----- Input

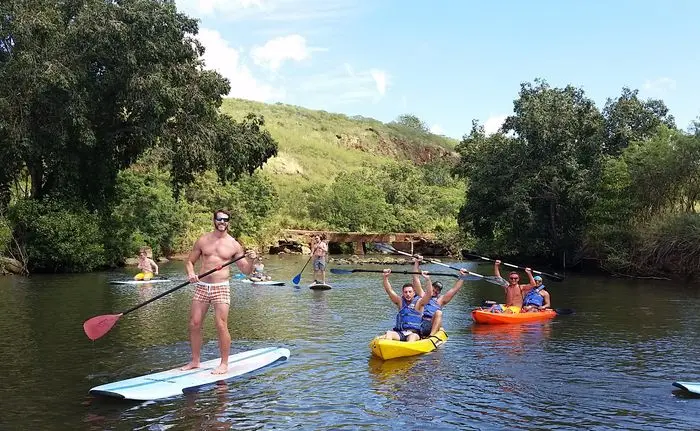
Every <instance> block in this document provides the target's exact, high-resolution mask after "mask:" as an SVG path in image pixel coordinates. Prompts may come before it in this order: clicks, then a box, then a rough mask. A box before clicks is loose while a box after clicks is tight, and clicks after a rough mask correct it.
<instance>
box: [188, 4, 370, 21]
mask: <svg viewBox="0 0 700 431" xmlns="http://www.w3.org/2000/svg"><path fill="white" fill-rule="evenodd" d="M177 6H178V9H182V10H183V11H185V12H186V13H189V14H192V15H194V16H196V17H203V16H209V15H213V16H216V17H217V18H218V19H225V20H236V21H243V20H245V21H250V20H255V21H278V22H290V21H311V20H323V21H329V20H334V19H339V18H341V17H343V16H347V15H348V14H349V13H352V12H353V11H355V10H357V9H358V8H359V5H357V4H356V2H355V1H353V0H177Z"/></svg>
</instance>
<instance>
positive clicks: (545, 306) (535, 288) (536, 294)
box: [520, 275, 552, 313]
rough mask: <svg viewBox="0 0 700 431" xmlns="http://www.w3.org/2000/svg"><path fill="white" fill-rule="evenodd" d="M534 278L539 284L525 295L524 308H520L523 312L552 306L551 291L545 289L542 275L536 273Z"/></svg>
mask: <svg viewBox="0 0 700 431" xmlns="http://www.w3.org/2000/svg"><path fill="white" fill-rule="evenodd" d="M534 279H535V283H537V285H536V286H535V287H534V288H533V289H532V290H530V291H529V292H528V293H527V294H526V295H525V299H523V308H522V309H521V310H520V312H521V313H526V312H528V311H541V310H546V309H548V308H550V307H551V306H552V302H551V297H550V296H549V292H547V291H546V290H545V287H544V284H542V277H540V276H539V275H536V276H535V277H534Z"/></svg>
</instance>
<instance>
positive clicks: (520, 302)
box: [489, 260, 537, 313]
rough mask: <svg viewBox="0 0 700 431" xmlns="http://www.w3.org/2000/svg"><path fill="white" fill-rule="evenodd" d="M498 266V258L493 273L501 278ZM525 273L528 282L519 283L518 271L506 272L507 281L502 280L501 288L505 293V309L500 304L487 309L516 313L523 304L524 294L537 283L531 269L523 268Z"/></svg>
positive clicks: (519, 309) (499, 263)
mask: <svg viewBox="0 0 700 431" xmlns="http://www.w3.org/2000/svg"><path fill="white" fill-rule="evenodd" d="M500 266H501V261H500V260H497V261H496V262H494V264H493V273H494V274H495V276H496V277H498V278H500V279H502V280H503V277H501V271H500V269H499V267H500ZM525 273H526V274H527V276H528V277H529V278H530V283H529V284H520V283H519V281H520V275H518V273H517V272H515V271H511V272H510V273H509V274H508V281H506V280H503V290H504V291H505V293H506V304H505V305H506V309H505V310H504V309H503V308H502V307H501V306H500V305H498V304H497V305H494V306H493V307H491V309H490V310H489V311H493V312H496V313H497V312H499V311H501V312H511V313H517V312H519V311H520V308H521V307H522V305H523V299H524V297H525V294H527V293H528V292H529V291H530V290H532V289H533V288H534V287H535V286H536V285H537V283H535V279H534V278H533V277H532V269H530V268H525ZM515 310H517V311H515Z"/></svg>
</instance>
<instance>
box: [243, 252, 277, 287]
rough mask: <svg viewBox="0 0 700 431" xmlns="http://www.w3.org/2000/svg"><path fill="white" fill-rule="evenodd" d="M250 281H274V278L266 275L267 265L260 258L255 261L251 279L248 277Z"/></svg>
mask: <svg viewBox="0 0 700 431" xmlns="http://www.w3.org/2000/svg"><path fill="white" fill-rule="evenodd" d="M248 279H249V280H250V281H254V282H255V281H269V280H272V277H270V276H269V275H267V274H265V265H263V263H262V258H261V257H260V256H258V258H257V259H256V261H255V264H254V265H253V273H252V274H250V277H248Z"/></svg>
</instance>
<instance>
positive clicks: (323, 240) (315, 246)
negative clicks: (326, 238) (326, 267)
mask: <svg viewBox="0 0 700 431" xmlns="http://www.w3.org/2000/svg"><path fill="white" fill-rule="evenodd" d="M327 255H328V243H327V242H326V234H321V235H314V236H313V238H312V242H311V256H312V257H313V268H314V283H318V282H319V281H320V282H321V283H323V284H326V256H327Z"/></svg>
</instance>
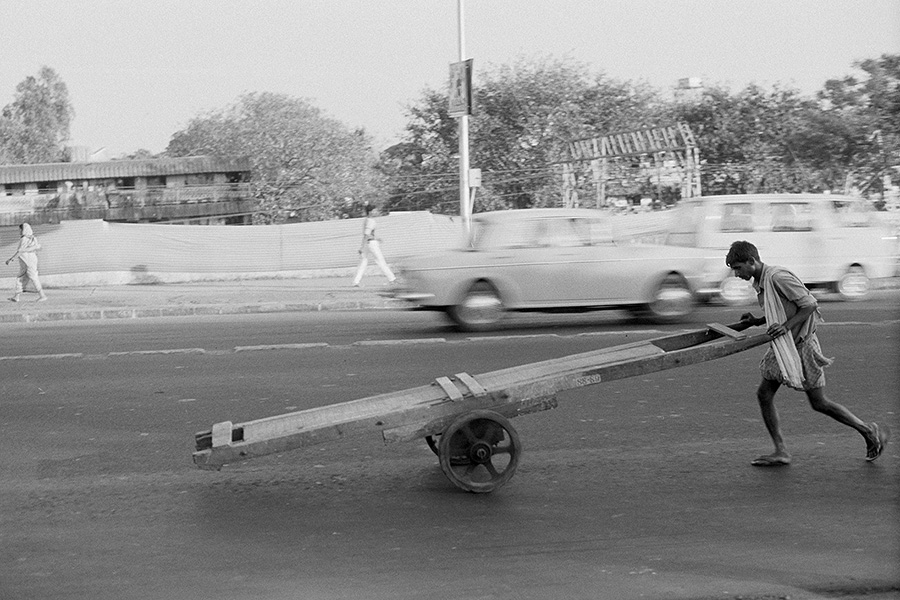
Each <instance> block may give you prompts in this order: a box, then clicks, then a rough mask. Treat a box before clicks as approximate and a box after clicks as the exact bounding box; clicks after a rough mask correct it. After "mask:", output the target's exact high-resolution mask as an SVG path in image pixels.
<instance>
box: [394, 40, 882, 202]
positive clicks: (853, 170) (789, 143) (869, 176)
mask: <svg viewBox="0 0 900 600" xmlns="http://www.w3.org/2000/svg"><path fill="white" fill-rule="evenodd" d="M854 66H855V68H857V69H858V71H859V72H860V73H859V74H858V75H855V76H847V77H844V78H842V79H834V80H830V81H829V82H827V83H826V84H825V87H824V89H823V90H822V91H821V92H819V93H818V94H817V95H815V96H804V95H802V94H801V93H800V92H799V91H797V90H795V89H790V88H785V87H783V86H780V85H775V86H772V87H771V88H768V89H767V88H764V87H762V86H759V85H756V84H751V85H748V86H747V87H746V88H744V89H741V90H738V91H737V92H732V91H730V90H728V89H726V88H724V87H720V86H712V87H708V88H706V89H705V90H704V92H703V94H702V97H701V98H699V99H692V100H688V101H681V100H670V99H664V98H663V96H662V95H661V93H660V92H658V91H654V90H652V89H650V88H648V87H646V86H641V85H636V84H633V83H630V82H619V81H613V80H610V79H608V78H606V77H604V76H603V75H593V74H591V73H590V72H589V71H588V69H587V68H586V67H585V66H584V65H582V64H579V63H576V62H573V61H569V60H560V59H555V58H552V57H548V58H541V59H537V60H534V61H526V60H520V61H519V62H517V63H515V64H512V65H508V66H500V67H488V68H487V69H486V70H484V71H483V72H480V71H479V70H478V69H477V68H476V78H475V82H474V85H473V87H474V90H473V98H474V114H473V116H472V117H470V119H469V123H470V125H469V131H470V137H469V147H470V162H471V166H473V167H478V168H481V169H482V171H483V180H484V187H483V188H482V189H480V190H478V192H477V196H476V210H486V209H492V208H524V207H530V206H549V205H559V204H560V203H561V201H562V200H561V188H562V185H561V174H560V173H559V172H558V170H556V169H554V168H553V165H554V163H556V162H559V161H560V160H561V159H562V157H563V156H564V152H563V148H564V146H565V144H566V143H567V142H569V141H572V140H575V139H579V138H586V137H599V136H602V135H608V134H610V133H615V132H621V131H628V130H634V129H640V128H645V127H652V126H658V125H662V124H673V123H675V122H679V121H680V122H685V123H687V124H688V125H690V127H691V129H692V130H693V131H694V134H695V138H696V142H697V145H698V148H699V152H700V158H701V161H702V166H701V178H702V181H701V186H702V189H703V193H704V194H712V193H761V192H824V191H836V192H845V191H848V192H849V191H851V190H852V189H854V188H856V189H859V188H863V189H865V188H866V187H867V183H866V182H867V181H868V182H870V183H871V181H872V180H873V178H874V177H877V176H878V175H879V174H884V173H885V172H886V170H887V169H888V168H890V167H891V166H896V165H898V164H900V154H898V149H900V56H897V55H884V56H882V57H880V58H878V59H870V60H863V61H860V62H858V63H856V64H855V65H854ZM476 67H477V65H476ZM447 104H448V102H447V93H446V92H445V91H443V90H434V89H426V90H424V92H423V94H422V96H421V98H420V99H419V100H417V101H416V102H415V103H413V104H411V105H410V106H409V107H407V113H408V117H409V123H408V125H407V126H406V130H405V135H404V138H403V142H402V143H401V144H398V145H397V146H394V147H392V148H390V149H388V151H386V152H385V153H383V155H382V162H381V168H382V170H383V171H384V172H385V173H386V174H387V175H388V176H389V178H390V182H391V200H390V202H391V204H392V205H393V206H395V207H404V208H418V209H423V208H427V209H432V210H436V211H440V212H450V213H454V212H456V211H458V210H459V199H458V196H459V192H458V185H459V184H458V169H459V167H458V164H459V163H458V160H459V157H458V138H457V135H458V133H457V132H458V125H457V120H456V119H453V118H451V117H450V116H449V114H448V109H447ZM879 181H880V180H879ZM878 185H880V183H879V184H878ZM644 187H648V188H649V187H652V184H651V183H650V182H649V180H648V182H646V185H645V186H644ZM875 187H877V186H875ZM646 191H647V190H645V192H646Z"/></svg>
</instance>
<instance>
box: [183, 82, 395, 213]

----------

### [Task instructions]
Can you copy out, character for character, the part of the items that opens with the line containing "278L539 284L525 295L524" and closes with the line containing "box: [489, 260, 537, 313]", including both of those lines?

### [Response to the task]
rough mask: <svg viewBox="0 0 700 431" xmlns="http://www.w3.org/2000/svg"><path fill="white" fill-rule="evenodd" d="M534 278L539 284L525 295L524 308H520L523 312L552 306L551 291L545 289L542 275L536 273Z"/></svg>
mask: <svg viewBox="0 0 700 431" xmlns="http://www.w3.org/2000/svg"><path fill="white" fill-rule="evenodd" d="M534 279H535V283H537V285H536V286H535V287H534V288H533V289H532V290H530V291H529V292H528V293H527V294H526V295H525V299H523V308H522V309H521V310H520V312H521V313H526V312H528V311H541V310H546V309H548V308H550V307H551V306H552V302H551V297H550V296H549V292H547V291H546V290H545V287H544V284H542V277H540V276H539V275H536V276H535V277H534Z"/></svg>
</instance>
<instance>
positive clicks: (520, 302)
box: [489, 260, 537, 313]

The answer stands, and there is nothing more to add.